START DOCUMENT PASSAGE

Madame
President:
Your Sunday newspaper...I have many things
to be proud of in you, Pedro, and Luah. All of you have incredible educational
achievements. Of equal importance, all of you worked hard and earned your
educations in a completely honest manner.
Right now there is a big scandal in this
country about wealthy parents who paid large bribes to get their children into
elite colleges like Stanford, Harvard, Yale, University of Southern California,
UCLA, etc. The largest bribe was a stunning $6.2 million paid by the owner of a
Chinese pharmaceutical company to get his daughter into Stanford. There is a
long list including one actress who paid a $500,000 bribe to get two of her
daughters into elite schools. One person who paid a $15,000 bribe already got
14 days in jail. Many other still face sentencing. If they had been honest,
they could have made large contributions to these colleges. It would have
helped their kids to get in honestly.
There is some question about the value of
getting a degree from elite colleges. On one hand let us look at the
educational institutions of our last few presidents as follows:
President Bush
I BA Yale
President Bill
Clinton: Yale Law School (Hillary Clinton also graduated from Yale Law School)
President Bush
II: BA Yale and MBA Harvard
President Obama:
Harvard Law School honors graduate (Michelle Obama also graduated from Harvard
Law School)
President Trump:
Attended Wharton Graduate School of Business
There is another side of this debate
questioning the value of these elite schools. Only 23% of the Ivy League
college graduates make it into the top 1% of wage earners in the US.

END DOCUMENT PASSAGE
START DATASET EXTRACT

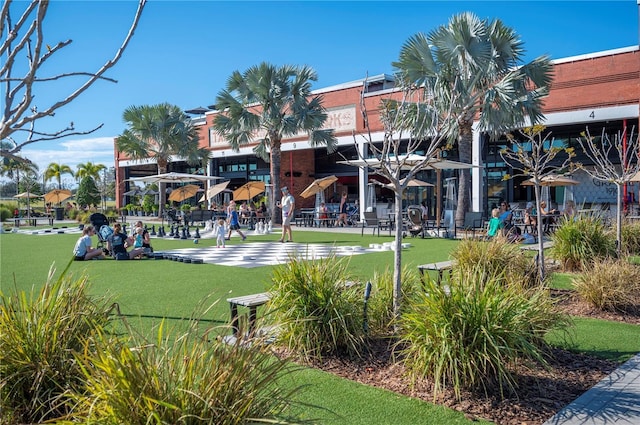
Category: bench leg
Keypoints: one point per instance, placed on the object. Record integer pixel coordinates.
(234, 319)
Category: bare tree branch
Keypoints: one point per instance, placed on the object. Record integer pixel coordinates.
(19, 113)
(618, 170)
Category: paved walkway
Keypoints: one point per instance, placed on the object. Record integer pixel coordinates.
(614, 400)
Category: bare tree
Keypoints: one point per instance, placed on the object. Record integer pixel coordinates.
(536, 156)
(24, 40)
(411, 143)
(616, 161)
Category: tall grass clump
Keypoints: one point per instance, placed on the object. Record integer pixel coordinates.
(631, 238)
(182, 379)
(497, 258)
(39, 334)
(380, 307)
(610, 284)
(317, 312)
(471, 331)
(580, 241)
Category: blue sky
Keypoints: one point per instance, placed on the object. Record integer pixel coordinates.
(184, 51)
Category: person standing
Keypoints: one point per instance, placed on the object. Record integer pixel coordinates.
(287, 204)
(234, 221)
(83, 250)
(342, 218)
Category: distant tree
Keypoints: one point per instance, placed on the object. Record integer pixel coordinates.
(24, 39)
(473, 68)
(160, 132)
(89, 169)
(55, 171)
(88, 193)
(536, 155)
(15, 167)
(615, 161)
(267, 103)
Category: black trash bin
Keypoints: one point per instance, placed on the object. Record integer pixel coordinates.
(59, 213)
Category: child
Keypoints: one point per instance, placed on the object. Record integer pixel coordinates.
(495, 223)
(221, 234)
(139, 238)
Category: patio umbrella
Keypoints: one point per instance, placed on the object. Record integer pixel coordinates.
(57, 195)
(248, 191)
(214, 190)
(553, 181)
(184, 192)
(27, 195)
(318, 185)
(412, 183)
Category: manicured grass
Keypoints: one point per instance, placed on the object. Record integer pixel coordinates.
(149, 291)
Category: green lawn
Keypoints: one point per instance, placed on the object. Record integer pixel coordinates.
(148, 291)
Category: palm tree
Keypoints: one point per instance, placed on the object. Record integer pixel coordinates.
(473, 70)
(160, 132)
(14, 167)
(55, 171)
(267, 103)
(89, 169)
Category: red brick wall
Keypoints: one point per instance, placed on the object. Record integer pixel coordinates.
(611, 80)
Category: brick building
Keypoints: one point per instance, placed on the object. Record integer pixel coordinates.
(600, 90)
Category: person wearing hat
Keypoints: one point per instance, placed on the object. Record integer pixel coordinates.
(287, 204)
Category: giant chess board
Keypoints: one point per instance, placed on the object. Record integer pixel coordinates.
(258, 254)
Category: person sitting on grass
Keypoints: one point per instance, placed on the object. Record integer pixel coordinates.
(118, 243)
(83, 250)
(495, 224)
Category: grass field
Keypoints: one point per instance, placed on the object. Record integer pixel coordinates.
(149, 291)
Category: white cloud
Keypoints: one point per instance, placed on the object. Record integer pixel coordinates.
(98, 150)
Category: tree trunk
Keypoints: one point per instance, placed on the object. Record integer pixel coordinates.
(276, 156)
(162, 168)
(540, 256)
(619, 222)
(464, 180)
(397, 257)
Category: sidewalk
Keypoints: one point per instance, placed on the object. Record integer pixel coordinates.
(613, 400)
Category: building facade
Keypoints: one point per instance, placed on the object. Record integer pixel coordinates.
(598, 91)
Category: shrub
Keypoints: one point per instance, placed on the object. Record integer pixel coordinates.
(380, 307)
(631, 237)
(610, 284)
(468, 333)
(495, 257)
(38, 336)
(580, 241)
(316, 312)
(181, 379)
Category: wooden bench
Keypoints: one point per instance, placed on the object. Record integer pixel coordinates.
(252, 302)
(439, 267)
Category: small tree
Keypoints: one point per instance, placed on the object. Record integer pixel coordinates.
(536, 157)
(616, 161)
(412, 140)
(24, 39)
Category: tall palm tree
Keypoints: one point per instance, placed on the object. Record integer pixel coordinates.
(89, 169)
(55, 171)
(15, 167)
(160, 132)
(473, 69)
(267, 103)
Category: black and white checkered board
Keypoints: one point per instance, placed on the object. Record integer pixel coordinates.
(258, 254)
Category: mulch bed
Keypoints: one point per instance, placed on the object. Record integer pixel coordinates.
(541, 392)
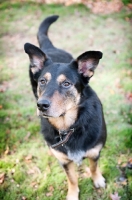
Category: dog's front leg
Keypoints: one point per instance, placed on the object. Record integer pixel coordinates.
(73, 190)
(69, 168)
(97, 177)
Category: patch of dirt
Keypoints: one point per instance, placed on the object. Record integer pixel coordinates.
(97, 6)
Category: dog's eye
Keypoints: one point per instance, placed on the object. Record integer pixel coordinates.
(66, 84)
(43, 81)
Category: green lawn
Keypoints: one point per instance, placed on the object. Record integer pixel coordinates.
(27, 169)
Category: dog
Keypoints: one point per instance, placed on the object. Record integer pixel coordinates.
(72, 120)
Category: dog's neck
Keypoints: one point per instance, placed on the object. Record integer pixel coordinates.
(64, 122)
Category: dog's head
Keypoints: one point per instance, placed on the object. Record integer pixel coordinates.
(60, 85)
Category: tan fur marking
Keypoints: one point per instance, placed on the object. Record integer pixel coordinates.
(60, 156)
(61, 78)
(48, 76)
(94, 152)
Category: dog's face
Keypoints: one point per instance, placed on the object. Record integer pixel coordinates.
(59, 85)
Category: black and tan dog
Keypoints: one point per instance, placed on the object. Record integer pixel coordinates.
(71, 114)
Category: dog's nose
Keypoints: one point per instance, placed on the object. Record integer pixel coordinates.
(43, 105)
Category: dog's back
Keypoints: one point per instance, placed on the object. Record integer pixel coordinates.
(57, 55)
(72, 120)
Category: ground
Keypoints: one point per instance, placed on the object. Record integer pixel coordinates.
(27, 169)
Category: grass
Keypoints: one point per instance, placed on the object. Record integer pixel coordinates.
(29, 171)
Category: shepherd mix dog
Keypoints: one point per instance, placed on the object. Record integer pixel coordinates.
(71, 114)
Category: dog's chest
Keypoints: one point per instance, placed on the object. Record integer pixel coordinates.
(76, 156)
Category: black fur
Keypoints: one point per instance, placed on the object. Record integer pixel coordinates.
(89, 125)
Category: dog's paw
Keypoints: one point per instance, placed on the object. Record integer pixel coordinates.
(73, 195)
(99, 181)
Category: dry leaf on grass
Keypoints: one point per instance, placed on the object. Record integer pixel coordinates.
(115, 196)
(2, 178)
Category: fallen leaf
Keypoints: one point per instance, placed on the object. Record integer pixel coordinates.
(7, 151)
(115, 196)
(51, 189)
(49, 194)
(24, 198)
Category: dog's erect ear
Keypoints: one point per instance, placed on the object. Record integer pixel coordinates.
(36, 56)
(87, 62)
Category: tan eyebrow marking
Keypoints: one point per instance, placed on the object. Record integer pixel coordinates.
(61, 78)
(48, 76)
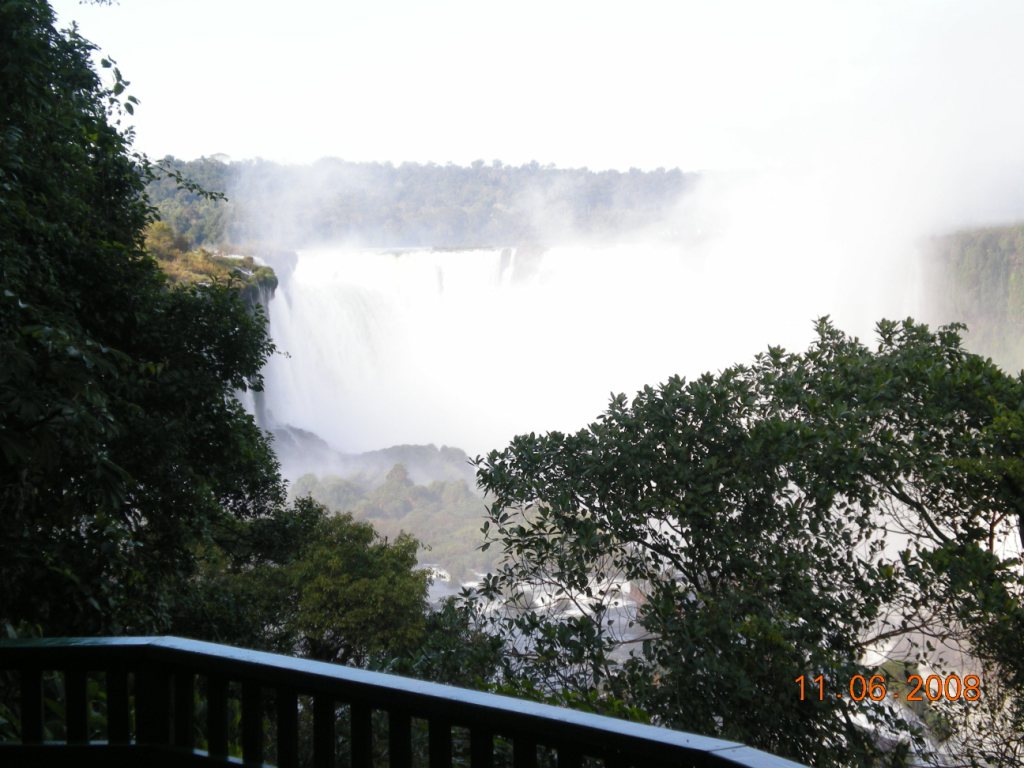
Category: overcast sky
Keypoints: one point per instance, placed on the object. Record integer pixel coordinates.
(698, 85)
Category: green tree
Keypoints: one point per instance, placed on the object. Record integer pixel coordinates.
(697, 549)
(121, 441)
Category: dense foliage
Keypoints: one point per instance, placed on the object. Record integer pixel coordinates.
(809, 514)
(379, 204)
(120, 432)
(443, 515)
(136, 495)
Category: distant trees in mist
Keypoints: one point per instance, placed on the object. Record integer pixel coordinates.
(381, 204)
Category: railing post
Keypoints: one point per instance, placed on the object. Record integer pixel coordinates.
(76, 706)
(361, 736)
(324, 731)
(184, 708)
(32, 706)
(440, 742)
(153, 699)
(288, 728)
(252, 723)
(569, 757)
(523, 753)
(118, 715)
(399, 739)
(481, 748)
(216, 716)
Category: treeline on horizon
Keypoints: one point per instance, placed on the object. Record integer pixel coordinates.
(411, 205)
(979, 281)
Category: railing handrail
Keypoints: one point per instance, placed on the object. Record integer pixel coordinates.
(543, 723)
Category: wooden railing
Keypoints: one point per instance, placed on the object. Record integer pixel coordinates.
(168, 701)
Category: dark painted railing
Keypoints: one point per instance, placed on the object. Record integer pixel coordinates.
(168, 701)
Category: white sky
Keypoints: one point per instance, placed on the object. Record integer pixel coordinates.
(699, 85)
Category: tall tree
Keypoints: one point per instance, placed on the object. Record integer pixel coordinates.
(696, 550)
(121, 441)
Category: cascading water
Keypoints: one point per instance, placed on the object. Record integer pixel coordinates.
(469, 348)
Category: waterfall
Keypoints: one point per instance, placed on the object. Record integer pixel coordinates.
(468, 348)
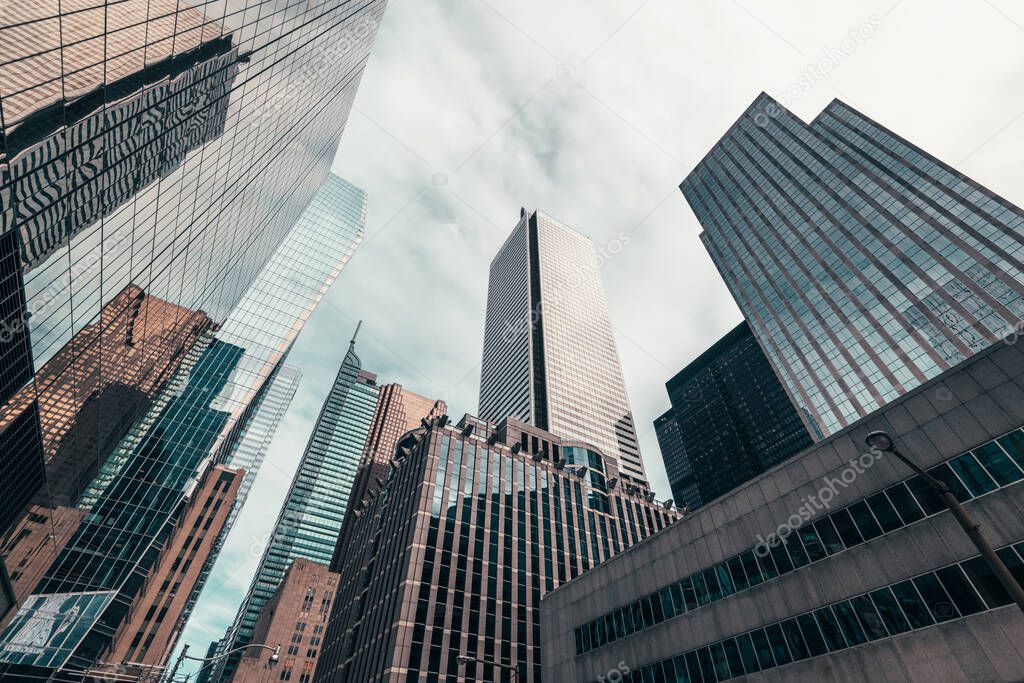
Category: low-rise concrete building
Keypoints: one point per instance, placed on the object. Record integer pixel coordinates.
(875, 580)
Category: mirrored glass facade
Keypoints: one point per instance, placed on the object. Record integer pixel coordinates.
(311, 516)
(864, 265)
(549, 352)
(154, 155)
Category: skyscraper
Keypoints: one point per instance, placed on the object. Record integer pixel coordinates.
(549, 353)
(311, 515)
(677, 463)
(732, 419)
(474, 523)
(864, 265)
(167, 145)
(397, 412)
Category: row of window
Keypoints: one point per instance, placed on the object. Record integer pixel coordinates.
(993, 465)
(952, 592)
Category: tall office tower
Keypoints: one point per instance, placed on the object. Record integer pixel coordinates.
(166, 144)
(295, 617)
(310, 518)
(733, 417)
(150, 632)
(398, 411)
(549, 352)
(677, 463)
(864, 265)
(476, 521)
(97, 574)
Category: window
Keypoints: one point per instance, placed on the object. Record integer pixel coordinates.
(829, 629)
(976, 479)
(935, 597)
(889, 609)
(884, 512)
(914, 608)
(864, 520)
(960, 590)
(997, 464)
(848, 624)
(905, 504)
(778, 647)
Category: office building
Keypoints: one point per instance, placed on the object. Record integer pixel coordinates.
(397, 412)
(677, 464)
(549, 352)
(168, 146)
(864, 265)
(295, 619)
(732, 416)
(475, 522)
(837, 565)
(151, 630)
(311, 516)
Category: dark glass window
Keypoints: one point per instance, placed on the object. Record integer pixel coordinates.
(976, 479)
(829, 629)
(693, 668)
(1013, 443)
(721, 665)
(797, 552)
(689, 595)
(704, 656)
(732, 656)
(865, 520)
(884, 512)
(767, 564)
(936, 598)
(711, 581)
(812, 636)
(926, 496)
(781, 558)
(988, 586)
(815, 550)
(997, 464)
(778, 647)
(847, 529)
(828, 537)
(849, 624)
(748, 653)
(796, 640)
(1013, 562)
(737, 573)
(905, 504)
(868, 615)
(960, 590)
(914, 608)
(890, 611)
(945, 473)
(751, 569)
(763, 648)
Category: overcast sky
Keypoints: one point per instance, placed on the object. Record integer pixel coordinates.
(594, 111)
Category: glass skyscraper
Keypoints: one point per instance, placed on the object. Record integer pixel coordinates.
(311, 516)
(731, 421)
(549, 353)
(864, 265)
(154, 155)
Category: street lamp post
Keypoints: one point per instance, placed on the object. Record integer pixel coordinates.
(514, 668)
(883, 441)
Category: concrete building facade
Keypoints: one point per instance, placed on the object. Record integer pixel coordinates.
(875, 579)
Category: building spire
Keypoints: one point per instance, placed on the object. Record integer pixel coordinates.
(351, 344)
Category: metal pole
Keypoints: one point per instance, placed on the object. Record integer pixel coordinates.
(973, 530)
(177, 663)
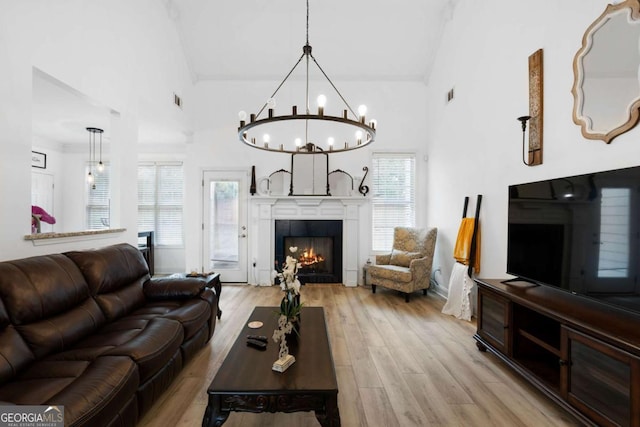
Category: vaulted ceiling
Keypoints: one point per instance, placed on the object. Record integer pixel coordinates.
(351, 39)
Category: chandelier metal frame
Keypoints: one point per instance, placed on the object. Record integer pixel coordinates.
(368, 129)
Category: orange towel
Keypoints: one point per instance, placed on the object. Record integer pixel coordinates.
(462, 250)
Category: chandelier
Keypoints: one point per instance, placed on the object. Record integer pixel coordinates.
(307, 132)
(92, 155)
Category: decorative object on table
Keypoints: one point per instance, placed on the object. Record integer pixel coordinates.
(340, 183)
(289, 312)
(297, 132)
(257, 341)
(363, 189)
(256, 324)
(39, 215)
(252, 188)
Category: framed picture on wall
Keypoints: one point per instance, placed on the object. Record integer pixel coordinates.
(38, 160)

END DATASET EXTRACT

● **WHAT YOU WILL DO**
Can you carry on the letter above about the college bribery scandal and the value of elite schools, picking up after its last sentence?

● **EXPECTED OUTPUT**
Let us look at the curious case of Elena
E. Torello, MD. She graduated from the University of Buenos Aires Medical
School. Elena spent most of her life speaking Spanish. Before coming to the US,
Elena read English but could not speak it. When she arrived here and took the
three tests for her US medical license, she scored in the top 5% of those
medical school graduates taking the test. She was right up there with graduates
of Harvard, Yale, and Stanford Medical Schools. She got accepted to the very
competitive Kaiser San Francisco residency program. She did so well there that
she was offered a job at Kaiser San Francisco when she graduated. Getting a job
as a doctor at Kaiser is like getting accepted to the US Navy Top Gun fighter
pilot's school. (Only 1% of the fighter pilots are selected.) Getting hired is
not the last obstacle to having a career at Kaiser. After a probationary
period, your fellow doctors must vote you in as a shareholder. When Elena
started her career at Kaiser, her first office had previously been occupied by
a Stanford Medical School graduate who had failed to be voted in.
A degree from an elite college is not an
absolute necessity in life or an absolute guarantee of success.